TEXT SEGMENT: Begin

Michael Dubb, Beechwood founding principal, had experienced Hurricane Andrew in Florida in 1992 and reminded his partners they had to be prepared for significant storms and sea surges, given they were building on the coast in the potential path of hurricanes.

“That’s primarily why we raised the grade and implemented the stormwater management system,” says Gerard Romski, the attorney and project executive for Arverne. “We certainly went beyond what was required.”

When Superstorm Sandy hit, about half of the community was built, with a Stop & Shop supermarket and nearly 1,000 residential units completed. Elements such as retail and restaurant spaces, a YMCA and community center, transit plaza, and parks were still under construction. The project, due to be completed in 2017, will encompass 2,296 residential units in several building types, including multifamily condominium buildings and two- and three-level townhouse buildings with two to five attached units.

The Arverne developers returned to the site in the early hours after the hurricane to discover that the resilience measures they had put in place, such as raising the buildings out of the floodplain, had protected the majority of the community from destruction. In fact, Arverne became a regional hub and disaster response center for the peninsula in Sandy’s aftermath.

Mitigating Risks

Arverne’s first line of defense against storm surge and flooding was the wide beach and dunes—which act as nature’s barriers on islands like the Rockaways— and the Rockaway boardwalk, which ran along the beachfront. As a first order of business, the developers and the city fortified the dunes along the entire oceanfront of the property. Behind the boardwalk and dunes, a new roadway provided storm and flood protection, including a large below-grade stormwater drainage system.

TEXT SEGMENT: End
SOURCE MATERIAL: Begin

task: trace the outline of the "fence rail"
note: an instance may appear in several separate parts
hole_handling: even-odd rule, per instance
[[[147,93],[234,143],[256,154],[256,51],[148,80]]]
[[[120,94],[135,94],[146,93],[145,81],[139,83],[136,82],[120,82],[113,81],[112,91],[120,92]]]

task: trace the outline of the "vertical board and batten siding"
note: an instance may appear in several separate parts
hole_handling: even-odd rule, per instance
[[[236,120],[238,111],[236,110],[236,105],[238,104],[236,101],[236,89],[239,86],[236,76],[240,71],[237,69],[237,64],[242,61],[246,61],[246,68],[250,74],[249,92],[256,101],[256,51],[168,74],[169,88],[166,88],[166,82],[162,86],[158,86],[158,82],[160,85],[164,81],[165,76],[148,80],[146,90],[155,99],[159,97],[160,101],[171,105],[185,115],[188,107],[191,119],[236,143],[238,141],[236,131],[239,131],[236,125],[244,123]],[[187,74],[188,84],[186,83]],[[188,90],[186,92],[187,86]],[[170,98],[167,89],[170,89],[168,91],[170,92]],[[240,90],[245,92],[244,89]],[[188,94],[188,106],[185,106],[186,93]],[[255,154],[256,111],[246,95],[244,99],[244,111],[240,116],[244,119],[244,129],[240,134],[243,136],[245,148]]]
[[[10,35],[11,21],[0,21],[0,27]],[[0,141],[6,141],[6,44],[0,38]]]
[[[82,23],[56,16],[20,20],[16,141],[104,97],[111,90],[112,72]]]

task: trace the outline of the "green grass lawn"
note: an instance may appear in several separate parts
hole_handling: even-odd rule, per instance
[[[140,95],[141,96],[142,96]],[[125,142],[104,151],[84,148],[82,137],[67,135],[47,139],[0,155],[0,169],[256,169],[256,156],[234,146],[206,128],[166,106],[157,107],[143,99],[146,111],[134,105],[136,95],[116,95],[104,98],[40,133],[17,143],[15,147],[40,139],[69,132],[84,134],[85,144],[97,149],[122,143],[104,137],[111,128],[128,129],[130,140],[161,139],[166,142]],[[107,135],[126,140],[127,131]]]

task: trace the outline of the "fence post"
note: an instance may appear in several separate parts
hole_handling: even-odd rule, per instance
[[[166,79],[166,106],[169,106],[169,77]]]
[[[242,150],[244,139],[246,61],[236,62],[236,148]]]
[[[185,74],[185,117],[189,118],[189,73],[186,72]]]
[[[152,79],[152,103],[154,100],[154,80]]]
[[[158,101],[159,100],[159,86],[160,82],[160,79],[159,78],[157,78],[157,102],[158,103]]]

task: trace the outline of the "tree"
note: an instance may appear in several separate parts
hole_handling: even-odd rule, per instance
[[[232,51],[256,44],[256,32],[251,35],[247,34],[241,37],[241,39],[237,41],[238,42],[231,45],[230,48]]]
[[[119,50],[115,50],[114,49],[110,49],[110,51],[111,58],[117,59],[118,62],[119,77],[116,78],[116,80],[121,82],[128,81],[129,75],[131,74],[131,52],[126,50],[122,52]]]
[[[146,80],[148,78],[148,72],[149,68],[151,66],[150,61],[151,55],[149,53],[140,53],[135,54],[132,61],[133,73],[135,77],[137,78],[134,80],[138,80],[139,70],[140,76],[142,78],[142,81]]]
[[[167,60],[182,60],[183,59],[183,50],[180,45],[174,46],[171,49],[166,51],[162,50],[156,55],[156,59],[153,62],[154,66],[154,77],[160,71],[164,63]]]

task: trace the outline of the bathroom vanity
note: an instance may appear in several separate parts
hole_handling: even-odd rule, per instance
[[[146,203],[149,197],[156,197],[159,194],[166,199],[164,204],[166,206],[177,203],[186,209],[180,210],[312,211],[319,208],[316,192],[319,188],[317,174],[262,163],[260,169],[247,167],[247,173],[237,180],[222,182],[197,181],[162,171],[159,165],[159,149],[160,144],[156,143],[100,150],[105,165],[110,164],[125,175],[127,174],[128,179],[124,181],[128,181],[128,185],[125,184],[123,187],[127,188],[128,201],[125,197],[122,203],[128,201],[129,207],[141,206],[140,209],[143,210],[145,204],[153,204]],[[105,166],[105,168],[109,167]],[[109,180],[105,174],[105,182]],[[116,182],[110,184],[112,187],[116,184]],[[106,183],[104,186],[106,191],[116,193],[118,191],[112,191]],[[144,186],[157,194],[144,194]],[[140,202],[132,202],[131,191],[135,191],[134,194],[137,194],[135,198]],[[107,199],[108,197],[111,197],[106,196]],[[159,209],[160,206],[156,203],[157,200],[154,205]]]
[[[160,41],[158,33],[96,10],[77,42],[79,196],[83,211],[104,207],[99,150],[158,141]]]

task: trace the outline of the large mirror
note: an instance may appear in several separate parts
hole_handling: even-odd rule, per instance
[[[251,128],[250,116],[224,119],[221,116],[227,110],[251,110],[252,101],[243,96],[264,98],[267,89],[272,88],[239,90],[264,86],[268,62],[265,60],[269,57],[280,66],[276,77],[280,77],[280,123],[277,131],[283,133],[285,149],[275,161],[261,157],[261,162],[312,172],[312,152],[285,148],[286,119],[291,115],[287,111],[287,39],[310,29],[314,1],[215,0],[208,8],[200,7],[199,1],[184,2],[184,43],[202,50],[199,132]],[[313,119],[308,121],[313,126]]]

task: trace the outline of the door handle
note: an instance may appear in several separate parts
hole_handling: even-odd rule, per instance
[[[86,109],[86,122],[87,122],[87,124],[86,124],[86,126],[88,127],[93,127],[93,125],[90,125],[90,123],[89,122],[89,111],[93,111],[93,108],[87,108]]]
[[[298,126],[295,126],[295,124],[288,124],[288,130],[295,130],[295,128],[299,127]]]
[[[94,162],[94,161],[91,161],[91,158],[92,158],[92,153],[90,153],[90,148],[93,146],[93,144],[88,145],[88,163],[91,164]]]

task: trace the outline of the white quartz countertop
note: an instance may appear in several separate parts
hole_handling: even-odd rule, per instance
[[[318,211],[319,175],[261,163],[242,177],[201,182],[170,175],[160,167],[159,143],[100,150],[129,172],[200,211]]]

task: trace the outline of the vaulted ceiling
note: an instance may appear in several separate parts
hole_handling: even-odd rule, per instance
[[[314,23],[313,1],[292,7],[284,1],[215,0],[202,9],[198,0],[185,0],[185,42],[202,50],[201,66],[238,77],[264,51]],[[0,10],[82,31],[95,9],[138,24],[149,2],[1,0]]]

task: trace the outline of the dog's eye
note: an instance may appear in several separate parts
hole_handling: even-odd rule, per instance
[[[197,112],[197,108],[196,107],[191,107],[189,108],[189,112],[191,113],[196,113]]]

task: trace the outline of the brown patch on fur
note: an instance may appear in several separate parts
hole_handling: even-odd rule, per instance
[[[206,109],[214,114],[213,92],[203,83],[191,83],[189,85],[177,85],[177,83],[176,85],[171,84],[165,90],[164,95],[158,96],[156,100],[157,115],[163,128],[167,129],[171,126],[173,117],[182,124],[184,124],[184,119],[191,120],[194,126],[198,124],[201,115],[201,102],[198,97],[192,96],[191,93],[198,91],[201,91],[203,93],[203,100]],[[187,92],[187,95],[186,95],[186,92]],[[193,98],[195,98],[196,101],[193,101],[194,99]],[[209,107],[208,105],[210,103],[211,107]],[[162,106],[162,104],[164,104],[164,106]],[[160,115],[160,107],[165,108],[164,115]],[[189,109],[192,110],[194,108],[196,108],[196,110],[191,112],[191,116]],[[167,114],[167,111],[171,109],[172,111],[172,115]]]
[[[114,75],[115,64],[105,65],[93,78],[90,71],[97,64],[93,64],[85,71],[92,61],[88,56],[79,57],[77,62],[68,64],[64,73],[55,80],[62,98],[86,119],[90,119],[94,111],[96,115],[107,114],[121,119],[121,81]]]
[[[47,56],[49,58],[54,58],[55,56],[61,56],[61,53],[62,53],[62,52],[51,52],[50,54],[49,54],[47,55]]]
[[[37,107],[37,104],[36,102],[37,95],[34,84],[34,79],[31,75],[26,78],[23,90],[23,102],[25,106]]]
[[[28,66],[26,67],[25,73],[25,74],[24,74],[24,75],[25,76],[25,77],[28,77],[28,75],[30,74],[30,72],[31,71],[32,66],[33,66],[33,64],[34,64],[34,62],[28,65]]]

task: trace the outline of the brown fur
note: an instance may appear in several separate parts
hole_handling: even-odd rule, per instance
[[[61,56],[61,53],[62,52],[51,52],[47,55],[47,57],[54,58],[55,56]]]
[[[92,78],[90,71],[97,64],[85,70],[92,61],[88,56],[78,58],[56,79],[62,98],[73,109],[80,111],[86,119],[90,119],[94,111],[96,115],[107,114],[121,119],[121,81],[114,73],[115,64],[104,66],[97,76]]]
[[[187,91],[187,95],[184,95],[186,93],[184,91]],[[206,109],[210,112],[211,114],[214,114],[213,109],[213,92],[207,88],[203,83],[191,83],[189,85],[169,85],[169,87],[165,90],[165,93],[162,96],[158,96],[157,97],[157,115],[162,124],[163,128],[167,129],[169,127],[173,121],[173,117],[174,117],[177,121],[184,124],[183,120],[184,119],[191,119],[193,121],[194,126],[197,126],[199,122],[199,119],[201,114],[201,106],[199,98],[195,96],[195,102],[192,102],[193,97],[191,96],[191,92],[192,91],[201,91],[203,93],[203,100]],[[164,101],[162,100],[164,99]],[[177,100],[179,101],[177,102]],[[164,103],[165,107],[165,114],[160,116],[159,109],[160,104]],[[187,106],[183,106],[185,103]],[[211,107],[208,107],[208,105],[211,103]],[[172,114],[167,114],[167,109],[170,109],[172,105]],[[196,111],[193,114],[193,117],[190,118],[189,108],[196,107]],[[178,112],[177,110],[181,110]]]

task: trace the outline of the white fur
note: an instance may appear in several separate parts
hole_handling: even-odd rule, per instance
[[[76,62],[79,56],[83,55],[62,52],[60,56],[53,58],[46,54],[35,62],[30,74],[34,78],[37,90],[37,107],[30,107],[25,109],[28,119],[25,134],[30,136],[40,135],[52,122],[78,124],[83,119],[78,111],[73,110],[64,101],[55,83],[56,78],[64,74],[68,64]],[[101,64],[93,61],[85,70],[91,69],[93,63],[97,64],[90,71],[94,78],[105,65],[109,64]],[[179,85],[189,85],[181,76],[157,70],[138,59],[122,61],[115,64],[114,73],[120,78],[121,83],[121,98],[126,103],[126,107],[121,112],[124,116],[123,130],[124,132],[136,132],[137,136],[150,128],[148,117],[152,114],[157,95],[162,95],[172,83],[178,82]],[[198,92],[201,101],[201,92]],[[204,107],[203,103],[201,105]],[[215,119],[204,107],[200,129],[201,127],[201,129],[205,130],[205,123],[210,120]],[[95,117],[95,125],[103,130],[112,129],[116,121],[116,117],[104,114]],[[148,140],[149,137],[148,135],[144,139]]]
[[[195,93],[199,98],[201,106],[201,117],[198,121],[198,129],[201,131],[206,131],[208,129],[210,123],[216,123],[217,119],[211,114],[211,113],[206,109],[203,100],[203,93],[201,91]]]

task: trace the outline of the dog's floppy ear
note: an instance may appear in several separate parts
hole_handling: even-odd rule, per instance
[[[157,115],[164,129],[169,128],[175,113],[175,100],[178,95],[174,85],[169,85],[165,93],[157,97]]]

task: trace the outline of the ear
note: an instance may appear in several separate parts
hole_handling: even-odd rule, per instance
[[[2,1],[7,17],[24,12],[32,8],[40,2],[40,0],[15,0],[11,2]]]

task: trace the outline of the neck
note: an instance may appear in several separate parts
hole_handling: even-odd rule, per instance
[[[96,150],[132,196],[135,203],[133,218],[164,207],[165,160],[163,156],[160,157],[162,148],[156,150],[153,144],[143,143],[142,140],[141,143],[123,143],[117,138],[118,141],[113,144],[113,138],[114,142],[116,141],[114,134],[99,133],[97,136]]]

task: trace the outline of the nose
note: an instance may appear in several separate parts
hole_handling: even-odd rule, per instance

SOURCE MATERIAL: End

_INSTRUCTIONS_.
1) Decide whether each statement agrees with the passage on Arverne, answering yes or no and quoting the words that settle it: (a) About half of the community had been built when Superstorm Sandy hit. (b) The YMCA and community center were finished before Superstorm Sandy. (c) Gerard Romski says the developers did only what was required.
2) Extract the part of the passage on Arverne from "Michael Dubb, Beechwood" up to and including "path of hurricanes.".
The lines have no connection to the passage on Arverne.

_OUTPUTS BY TASK_.
1)
(a) Yes: "When Superstorm Sandy hit, about half of the community was built"
(b) No: "Elements such as retail and restaurant spaces, a YMCA and community center, transit plaza, and parks were still under construction."
(c) No: "We certainly went beyond what was required."

2)
Michael Dubb, Beechwood founding principal, had experienced Hurricane Andrew in Florida in 1992 and reminded his partners they had to be prepared for significant storms and sea surges, given they were building on the coast in the potential path of hurricanes.